**RECORDS SHOWN**
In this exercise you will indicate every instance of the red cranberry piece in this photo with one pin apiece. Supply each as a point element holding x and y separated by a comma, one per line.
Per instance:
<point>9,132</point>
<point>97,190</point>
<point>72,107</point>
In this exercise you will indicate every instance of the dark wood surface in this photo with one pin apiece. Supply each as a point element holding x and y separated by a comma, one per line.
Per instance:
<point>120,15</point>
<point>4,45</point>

--

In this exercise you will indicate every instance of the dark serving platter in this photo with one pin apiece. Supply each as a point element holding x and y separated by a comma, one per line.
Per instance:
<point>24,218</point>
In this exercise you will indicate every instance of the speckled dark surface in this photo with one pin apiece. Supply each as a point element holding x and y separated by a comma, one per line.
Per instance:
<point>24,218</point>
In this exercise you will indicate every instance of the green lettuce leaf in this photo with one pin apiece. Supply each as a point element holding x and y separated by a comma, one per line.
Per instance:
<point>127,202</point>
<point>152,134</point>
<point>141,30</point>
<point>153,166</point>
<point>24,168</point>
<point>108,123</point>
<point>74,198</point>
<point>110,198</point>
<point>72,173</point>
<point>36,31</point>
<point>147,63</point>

**PROBLEM TO WORK ON**
Copy the material above exactly as it appears, starting at the line containing "In this exercise you will indicate every instance of the green" and running down to the line containing "<point>147,63</point>". Include both of those lines.

**EXERCISE RESULT**
In this exercise you will indicate every instance of the green lettuce leaf in this photo with one pin apiece. Supply each as a point element holding x and y separated by a comma, one per line.
Per instance:
<point>127,202</point>
<point>152,134</point>
<point>141,30</point>
<point>153,166</point>
<point>24,168</point>
<point>108,123</point>
<point>74,198</point>
<point>110,198</point>
<point>72,173</point>
<point>36,31</point>
<point>147,63</point>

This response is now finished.